*ASSIGNMENT*: Please output the data below exactly as given, starting at its first line and stopping after the line that contains "hill as (x, y), one per line".

-------

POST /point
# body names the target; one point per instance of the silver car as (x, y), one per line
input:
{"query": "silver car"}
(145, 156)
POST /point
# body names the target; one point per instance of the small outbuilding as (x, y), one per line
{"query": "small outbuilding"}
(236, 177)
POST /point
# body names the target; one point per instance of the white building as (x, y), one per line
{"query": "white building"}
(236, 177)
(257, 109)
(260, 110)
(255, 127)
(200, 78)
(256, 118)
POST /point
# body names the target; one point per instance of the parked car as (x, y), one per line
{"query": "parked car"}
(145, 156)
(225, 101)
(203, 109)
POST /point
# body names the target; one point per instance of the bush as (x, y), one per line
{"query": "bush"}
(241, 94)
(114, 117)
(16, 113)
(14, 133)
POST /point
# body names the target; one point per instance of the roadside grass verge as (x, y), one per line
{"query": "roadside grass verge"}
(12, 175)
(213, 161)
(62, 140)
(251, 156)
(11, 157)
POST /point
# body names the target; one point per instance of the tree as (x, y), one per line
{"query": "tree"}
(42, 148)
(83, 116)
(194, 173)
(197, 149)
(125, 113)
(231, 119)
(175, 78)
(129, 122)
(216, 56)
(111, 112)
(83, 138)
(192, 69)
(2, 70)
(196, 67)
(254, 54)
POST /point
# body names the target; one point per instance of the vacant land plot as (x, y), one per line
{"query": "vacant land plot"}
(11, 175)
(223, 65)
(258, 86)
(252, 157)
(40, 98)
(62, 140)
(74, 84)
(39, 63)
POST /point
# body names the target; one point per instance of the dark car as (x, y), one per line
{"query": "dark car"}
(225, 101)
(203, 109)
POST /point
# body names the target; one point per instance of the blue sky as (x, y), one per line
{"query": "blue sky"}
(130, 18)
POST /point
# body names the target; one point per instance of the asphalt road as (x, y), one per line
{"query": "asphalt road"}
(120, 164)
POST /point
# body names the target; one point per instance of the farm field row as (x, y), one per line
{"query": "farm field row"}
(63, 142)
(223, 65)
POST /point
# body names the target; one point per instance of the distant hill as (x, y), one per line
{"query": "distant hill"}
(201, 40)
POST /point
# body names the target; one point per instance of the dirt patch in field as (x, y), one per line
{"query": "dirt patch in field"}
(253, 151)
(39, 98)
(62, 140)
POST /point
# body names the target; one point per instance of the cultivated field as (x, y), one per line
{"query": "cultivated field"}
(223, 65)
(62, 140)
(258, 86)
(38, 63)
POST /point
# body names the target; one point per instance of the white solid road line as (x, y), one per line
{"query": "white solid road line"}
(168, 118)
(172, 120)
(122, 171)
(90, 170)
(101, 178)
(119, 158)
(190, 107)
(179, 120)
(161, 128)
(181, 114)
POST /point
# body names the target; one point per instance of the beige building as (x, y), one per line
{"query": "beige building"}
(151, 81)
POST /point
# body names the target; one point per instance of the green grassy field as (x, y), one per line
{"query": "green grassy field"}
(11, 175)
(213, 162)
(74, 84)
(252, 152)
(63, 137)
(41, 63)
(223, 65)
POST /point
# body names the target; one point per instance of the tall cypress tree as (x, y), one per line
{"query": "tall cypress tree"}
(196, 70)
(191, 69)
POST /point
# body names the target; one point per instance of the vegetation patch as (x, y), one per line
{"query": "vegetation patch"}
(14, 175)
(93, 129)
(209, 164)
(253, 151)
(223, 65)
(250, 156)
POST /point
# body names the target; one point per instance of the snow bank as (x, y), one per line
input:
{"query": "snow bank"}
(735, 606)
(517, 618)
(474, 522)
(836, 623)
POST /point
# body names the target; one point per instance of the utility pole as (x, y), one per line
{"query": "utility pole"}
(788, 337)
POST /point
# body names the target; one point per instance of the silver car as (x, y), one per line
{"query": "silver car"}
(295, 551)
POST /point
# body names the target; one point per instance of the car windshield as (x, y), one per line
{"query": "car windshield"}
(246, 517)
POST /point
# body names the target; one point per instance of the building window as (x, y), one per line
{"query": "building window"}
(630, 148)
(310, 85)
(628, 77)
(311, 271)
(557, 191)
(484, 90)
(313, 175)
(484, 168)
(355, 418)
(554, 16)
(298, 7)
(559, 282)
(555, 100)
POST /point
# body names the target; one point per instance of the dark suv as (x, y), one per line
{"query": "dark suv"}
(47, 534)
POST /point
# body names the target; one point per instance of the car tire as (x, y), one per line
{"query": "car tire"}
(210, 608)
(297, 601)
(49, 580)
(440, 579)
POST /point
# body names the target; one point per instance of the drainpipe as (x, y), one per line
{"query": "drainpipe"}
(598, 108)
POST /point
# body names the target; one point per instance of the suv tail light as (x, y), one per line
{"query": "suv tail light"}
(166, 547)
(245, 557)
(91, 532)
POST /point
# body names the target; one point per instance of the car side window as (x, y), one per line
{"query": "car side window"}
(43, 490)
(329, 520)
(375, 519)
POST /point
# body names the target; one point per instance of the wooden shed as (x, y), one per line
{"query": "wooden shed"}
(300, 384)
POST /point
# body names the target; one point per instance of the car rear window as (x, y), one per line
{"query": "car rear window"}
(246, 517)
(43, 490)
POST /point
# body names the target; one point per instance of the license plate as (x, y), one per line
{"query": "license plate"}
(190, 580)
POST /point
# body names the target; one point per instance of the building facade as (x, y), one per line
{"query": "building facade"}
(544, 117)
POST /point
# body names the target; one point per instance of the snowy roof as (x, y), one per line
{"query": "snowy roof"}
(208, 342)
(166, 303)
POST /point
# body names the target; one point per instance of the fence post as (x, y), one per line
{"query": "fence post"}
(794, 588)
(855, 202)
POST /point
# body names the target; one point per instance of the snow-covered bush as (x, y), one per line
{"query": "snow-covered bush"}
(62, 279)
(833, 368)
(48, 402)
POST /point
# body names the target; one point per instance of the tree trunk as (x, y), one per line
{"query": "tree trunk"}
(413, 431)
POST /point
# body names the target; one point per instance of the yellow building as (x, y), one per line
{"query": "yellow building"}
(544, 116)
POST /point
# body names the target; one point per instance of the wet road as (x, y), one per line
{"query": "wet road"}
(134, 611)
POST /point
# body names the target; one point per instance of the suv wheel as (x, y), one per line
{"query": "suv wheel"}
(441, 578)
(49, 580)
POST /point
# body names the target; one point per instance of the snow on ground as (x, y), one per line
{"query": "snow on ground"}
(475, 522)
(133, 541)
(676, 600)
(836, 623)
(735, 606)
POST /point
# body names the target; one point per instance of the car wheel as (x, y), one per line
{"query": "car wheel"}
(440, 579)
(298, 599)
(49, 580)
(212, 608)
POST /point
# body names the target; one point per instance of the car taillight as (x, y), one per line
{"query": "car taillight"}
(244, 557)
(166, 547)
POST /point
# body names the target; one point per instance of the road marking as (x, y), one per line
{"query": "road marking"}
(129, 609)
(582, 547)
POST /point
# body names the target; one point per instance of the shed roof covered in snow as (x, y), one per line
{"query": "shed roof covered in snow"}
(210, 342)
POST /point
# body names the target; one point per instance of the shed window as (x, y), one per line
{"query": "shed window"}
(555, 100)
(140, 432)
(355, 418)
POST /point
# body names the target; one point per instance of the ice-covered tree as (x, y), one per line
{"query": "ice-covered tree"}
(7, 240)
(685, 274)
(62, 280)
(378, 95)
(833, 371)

-------

*TASK OUTPUT*:
POST /point
# body names the target; one point per instance of the silver car as (x, y), one per line
input:
{"query": "silver car"}
(145, 156)
POST /point
# body names the target; one point per instance of the small outbuilding as (x, y), one per line
{"query": "small outbuilding"}
(236, 177)
POST /point
# body names the target; one point per instance of the white building as (x, y), one per line
{"query": "white building"}
(236, 177)
(257, 109)
(260, 110)
(255, 127)
(200, 78)
(256, 118)
POST /point
# body names the target; one point per instance of the parked car as (x, y), one per line
{"query": "parked car"}
(145, 156)
(225, 101)
(203, 109)
POST /point
# body names the target; one point per instance of the bush as (x, y), one per line
{"query": "bush"}
(241, 94)
(114, 117)
(16, 113)
(14, 133)
POST /point
# body names the target; one point per instance of the roadside grass verge as (x, y), one per line
{"query": "roadside grass verge"}
(12, 175)
(213, 161)
(62, 140)
(251, 156)
(11, 157)
POST /point
# body names the target; one point per instance of the tree as (x, y), one per line
{"query": "tree"}
(42, 148)
(83, 116)
(194, 173)
(197, 149)
(125, 113)
(231, 119)
(175, 78)
(129, 122)
(216, 56)
(111, 112)
(83, 138)
(192, 69)
(2, 70)
(196, 67)
(254, 54)
POST /point
# body names the target; one point per instance of the vacant land plot as (x, y), one per line
{"query": "vacant land plot"}
(11, 175)
(223, 65)
(258, 86)
(252, 157)
(40, 98)
(62, 140)
(74, 84)
(39, 63)
POST /point
# body names the target; one point per instance of the dark car as (x, y), one per line
{"query": "dark car"}
(225, 101)
(203, 109)
POST /point
# body names the target; one point per instance of the blue sky as (x, y), one per line
{"query": "blue sky"}
(130, 18)
POST /point
# body names the target; one point per instance of the asphalt road as (x, y), one per line
{"query": "asphalt road"}
(120, 164)
POST /point
# body names the target; one point per instance of the farm field row as (x, y), one per line
{"query": "farm field row"}
(63, 142)
(223, 65)
POST /point
# body names the target; one point per instance of the distant hill as (x, y), one per line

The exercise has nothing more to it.